-- What is being asked --
From the line containing "In the picture above, where can the white" down to the last line, set down each line exactly as it is, and nothing more. Leave the pictures out.

-- Location labeling records --
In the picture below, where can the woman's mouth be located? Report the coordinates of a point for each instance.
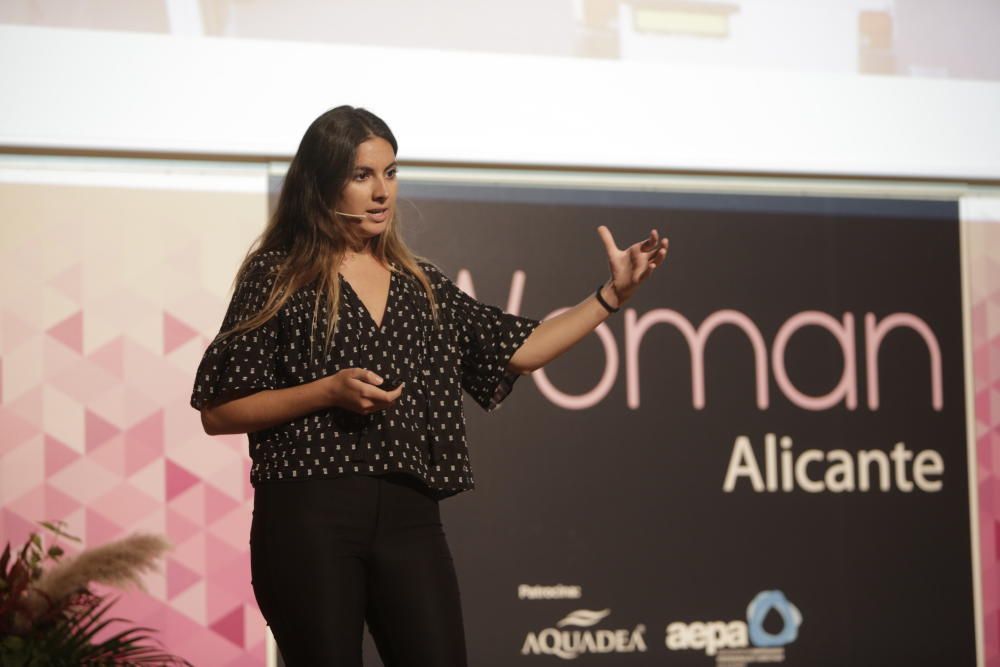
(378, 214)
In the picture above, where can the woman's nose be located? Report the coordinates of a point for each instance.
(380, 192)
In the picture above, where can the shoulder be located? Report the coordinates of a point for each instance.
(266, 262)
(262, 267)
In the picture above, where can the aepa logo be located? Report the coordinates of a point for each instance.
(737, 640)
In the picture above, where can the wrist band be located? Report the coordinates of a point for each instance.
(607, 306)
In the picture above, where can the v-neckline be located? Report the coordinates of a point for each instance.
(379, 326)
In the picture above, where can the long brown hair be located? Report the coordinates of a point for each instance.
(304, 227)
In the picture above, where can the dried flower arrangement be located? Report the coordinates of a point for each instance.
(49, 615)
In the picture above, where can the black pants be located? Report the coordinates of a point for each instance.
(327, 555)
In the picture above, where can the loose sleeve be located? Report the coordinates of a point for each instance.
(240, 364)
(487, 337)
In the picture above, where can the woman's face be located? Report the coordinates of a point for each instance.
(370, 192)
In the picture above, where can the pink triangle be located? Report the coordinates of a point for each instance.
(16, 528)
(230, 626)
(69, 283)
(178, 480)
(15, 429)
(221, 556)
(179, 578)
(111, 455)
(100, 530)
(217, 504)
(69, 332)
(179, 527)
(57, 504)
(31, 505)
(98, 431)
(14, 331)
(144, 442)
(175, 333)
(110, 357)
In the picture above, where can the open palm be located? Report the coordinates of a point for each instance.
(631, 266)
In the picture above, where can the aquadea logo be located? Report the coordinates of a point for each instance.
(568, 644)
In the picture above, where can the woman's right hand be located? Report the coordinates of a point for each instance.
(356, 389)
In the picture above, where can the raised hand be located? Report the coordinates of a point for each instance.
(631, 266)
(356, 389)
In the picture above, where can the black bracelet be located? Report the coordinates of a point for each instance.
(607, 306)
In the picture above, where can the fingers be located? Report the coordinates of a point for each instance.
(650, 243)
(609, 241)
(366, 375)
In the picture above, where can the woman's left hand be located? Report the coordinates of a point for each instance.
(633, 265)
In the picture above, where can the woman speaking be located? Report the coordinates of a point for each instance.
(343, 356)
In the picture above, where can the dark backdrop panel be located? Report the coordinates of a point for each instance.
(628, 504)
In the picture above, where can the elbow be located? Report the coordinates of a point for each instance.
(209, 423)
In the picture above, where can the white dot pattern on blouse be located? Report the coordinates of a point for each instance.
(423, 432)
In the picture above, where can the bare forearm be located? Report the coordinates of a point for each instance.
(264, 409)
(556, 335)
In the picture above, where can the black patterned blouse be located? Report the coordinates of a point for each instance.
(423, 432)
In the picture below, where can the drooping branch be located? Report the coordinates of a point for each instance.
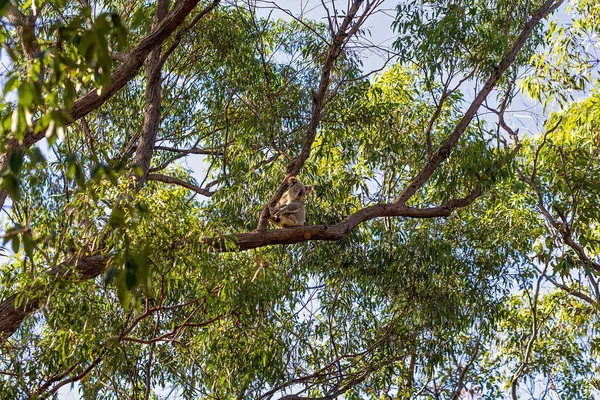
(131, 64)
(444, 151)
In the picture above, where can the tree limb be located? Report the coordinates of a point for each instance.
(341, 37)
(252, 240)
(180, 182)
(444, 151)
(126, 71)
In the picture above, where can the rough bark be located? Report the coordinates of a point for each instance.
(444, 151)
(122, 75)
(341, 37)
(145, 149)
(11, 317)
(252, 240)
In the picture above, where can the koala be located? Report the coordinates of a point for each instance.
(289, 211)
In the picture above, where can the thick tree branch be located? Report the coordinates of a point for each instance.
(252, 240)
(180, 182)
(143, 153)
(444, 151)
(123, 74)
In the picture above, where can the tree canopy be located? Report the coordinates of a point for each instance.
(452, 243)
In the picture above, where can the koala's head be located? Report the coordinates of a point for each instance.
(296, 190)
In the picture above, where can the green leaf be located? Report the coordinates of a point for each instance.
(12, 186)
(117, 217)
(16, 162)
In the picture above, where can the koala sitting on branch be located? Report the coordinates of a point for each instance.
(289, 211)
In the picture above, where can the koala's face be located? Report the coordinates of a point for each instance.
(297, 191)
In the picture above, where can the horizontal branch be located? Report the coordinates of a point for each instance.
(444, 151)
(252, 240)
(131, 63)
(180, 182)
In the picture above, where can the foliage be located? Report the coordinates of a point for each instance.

-- Response to this exercise --
In the picture above, where can the white dot pattern on blouse be located? Report the coordinates of a point for each instance.
(423, 432)
In the picture above, where can the bare forearm be located? Report the coordinates of a point for each instance.
(264, 409)
(556, 335)
In the picture above, where can the black patterned blouse be located? Report the coordinates of a point for each instance.
(423, 432)
In the picture below, where can the drooping branch be located? Report the coordinates of a point for each instance.
(131, 64)
(444, 151)
In the picture above, where can the tree limb be located? Report the coordinates of a point for each instance.
(341, 37)
(252, 240)
(180, 182)
(444, 151)
(126, 71)
In the picture above, where can the rough bark be located? Report the coordinates of a point for each instance.
(444, 151)
(122, 75)
(341, 37)
(145, 149)
(11, 317)
(252, 240)
In the picture above, where can the koala be located? Report the coordinates of a point for each instance.
(289, 211)
In the picture above, where can the thick tree branch be located? Report the coordinates of a point for each instance.
(252, 240)
(180, 182)
(143, 153)
(444, 151)
(123, 74)
In the picture above, where can the tree canopy be located? Report the coordinates of a point for each instance.
(452, 243)
In the picture above, where can the koala's head be located? Report the coordinates of a point for each instance.
(296, 190)
In the picture above, where can the green leaf be located? Report the coordinates of a point for each instance.
(12, 186)
(117, 217)
(16, 162)
In the picture above, where can the koala sitting on branch be located? Report the coordinates of a point for each instance.
(289, 211)
In the picture above, where can the koala's face be located? Report the coordinates of a point for each instance.
(297, 191)
In the picture above, where can the horizontal branch be located? Report the coordinates of a point for each instance.
(444, 151)
(252, 240)
(131, 63)
(180, 182)
In the picture above, where can the foliage be located? Report the coordinates of a point for each instance.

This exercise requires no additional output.